::: INPUT MATERIAL :::

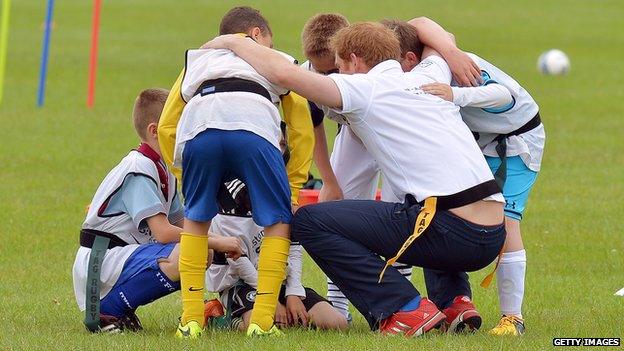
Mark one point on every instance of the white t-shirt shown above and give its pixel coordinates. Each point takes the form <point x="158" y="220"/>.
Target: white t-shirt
<point x="228" y="110"/>
<point x="420" y="141"/>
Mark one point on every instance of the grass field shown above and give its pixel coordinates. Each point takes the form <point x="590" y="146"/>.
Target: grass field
<point x="52" y="159"/>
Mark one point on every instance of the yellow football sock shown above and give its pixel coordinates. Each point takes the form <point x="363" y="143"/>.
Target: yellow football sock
<point x="271" y="274"/>
<point x="192" y="265"/>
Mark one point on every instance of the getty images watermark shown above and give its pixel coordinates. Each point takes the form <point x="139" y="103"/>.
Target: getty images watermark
<point x="586" y="342"/>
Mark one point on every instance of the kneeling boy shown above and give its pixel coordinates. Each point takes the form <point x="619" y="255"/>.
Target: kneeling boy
<point x="237" y="281"/>
<point x="128" y="254"/>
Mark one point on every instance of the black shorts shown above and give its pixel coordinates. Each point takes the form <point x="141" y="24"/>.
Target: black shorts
<point x="243" y="296"/>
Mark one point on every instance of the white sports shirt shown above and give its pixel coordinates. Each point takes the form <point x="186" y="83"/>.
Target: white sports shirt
<point x="420" y="141"/>
<point x="120" y="224"/>
<point x="227" y="110"/>
<point x="491" y="122"/>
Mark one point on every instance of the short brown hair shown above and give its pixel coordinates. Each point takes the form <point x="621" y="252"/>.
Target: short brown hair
<point x="317" y="32"/>
<point x="407" y="35"/>
<point x="147" y="109"/>
<point x="242" y="19"/>
<point x="371" y="41"/>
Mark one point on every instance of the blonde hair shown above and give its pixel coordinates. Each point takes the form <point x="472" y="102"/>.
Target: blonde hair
<point x="370" y="41"/>
<point x="317" y="32"/>
<point x="242" y="19"/>
<point x="407" y="35"/>
<point x="147" y="109"/>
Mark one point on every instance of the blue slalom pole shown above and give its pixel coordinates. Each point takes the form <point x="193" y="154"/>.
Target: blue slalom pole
<point x="43" y="72"/>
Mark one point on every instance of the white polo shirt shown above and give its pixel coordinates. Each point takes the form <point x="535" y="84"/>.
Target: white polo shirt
<point x="420" y="141"/>
<point x="228" y="110"/>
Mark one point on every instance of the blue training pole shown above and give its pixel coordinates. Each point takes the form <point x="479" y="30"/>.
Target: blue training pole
<point x="43" y="72"/>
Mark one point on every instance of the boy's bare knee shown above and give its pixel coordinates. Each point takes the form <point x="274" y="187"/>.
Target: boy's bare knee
<point x="169" y="265"/>
<point x="325" y="316"/>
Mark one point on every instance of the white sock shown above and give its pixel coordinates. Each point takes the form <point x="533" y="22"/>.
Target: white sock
<point x="510" y="281"/>
<point x="404" y="269"/>
<point x="337" y="298"/>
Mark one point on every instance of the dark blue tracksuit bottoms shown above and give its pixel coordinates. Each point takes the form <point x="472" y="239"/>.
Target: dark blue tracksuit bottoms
<point x="346" y="239"/>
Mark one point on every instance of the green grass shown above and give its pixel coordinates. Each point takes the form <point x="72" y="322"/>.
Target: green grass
<point x="52" y="159"/>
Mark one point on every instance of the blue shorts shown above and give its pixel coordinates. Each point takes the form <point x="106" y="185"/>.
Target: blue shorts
<point x="216" y="156"/>
<point x="145" y="257"/>
<point x="520" y="180"/>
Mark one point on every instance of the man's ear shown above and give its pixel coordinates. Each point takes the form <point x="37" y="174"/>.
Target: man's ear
<point x="353" y="59"/>
<point x="412" y="57"/>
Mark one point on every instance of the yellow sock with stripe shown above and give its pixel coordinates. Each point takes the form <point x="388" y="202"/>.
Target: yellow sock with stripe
<point x="192" y="265"/>
<point x="271" y="274"/>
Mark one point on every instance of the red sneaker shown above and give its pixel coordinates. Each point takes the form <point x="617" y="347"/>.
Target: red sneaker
<point x="413" y="323"/>
<point x="462" y="315"/>
<point x="212" y="308"/>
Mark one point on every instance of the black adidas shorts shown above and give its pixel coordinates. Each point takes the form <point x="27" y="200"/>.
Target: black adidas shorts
<point x="243" y="296"/>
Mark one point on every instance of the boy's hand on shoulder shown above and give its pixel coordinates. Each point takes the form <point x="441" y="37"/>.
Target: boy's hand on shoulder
<point x="232" y="247"/>
<point x="440" y="90"/>
<point x="465" y="71"/>
<point x="330" y="192"/>
<point x="222" y="41"/>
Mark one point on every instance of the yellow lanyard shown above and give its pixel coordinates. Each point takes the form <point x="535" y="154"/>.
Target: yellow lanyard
<point x="422" y="222"/>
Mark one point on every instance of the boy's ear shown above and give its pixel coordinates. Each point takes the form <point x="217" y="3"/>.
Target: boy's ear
<point x="255" y="32"/>
<point x="152" y="128"/>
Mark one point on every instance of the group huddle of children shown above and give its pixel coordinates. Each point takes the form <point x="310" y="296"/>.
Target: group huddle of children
<point x="240" y="165"/>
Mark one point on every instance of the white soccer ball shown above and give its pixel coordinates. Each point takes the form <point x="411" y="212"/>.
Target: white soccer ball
<point x="553" y="62"/>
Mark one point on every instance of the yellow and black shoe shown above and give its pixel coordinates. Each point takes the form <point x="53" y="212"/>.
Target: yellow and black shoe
<point x="509" y="325"/>
<point x="192" y="330"/>
<point x="254" y="330"/>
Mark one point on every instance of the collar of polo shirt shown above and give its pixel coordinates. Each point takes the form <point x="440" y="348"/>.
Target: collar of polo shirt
<point x="386" y="66"/>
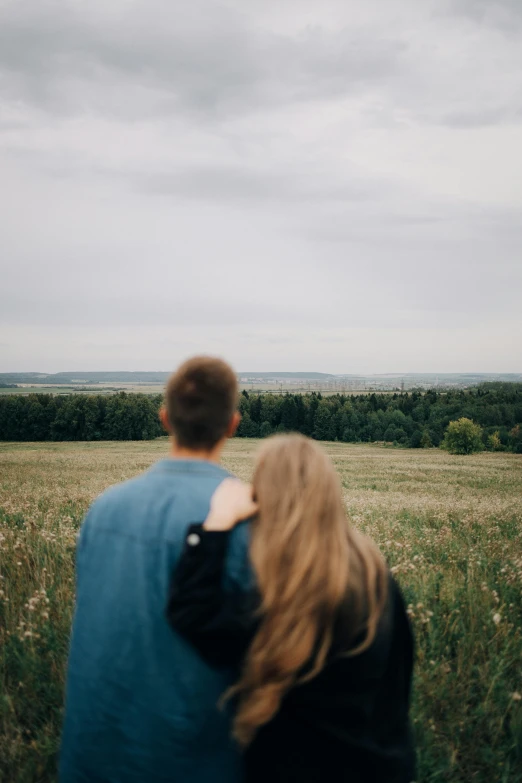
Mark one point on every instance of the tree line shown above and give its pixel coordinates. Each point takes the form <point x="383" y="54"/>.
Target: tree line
<point x="414" y="419"/>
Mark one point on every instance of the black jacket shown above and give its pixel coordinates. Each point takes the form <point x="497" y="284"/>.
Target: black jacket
<point x="349" y="724"/>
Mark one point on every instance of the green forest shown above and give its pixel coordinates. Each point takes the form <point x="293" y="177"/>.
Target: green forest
<point x="415" y="419"/>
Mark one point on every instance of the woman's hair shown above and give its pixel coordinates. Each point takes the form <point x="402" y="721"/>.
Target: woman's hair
<point x="308" y="562"/>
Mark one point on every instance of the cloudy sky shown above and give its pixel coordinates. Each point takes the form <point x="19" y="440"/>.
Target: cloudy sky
<point x="332" y="186"/>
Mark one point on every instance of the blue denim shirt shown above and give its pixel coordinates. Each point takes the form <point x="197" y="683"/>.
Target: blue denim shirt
<point x="141" y="705"/>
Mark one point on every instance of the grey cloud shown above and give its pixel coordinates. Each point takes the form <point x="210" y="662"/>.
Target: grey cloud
<point x="241" y="184"/>
<point x="212" y="62"/>
<point x="228" y="176"/>
<point x="505" y="15"/>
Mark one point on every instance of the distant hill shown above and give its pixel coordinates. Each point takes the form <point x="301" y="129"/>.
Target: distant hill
<point x="312" y="376"/>
<point x="382" y="380"/>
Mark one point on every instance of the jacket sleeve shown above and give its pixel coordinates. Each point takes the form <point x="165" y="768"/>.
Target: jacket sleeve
<point x="219" y="623"/>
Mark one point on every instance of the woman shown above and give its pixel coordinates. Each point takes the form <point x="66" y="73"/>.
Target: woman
<point x="324" y="642"/>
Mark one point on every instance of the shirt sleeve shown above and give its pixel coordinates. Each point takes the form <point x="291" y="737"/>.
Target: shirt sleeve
<point x="219" y="623"/>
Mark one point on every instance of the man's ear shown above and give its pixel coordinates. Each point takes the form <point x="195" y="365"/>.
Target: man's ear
<point x="164" y="418"/>
<point x="234" y="424"/>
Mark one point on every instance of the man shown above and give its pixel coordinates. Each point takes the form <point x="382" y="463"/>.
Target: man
<point x="141" y="705"/>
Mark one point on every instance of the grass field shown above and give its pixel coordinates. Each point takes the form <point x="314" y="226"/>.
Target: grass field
<point x="451" y="528"/>
<point x="158" y="388"/>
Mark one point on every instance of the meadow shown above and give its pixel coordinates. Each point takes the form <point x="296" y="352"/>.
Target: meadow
<point x="450" y="527"/>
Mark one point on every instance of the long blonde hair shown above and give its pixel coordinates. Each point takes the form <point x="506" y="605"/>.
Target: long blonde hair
<point x="308" y="562"/>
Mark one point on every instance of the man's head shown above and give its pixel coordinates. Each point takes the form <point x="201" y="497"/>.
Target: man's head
<point x="200" y="404"/>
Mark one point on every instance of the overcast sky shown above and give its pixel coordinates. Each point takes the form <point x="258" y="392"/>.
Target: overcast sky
<point x="332" y="186"/>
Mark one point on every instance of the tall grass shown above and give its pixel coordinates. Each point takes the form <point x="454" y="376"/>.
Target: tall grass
<point x="450" y="528"/>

:::

— WHAT IS NEEDED —
Nothing but the lines from the one containing "Target: man's head" through the last line of the material should be returned, each exactly as written, both ends included.

— REPLY TO THE EXERCISE —
Target: man's head
<point x="200" y="404"/>
Mark one point on every instance of the overcast sky shown above and give its pixel coordinates. Each point takes the form <point x="258" y="392"/>.
Target: overcast sky
<point x="332" y="186"/>
Mark one point on every instance of the tall grass shown above and give its pixel coordinates. Each point takes the form <point x="454" y="376"/>.
Target: tall grass
<point x="450" y="528"/>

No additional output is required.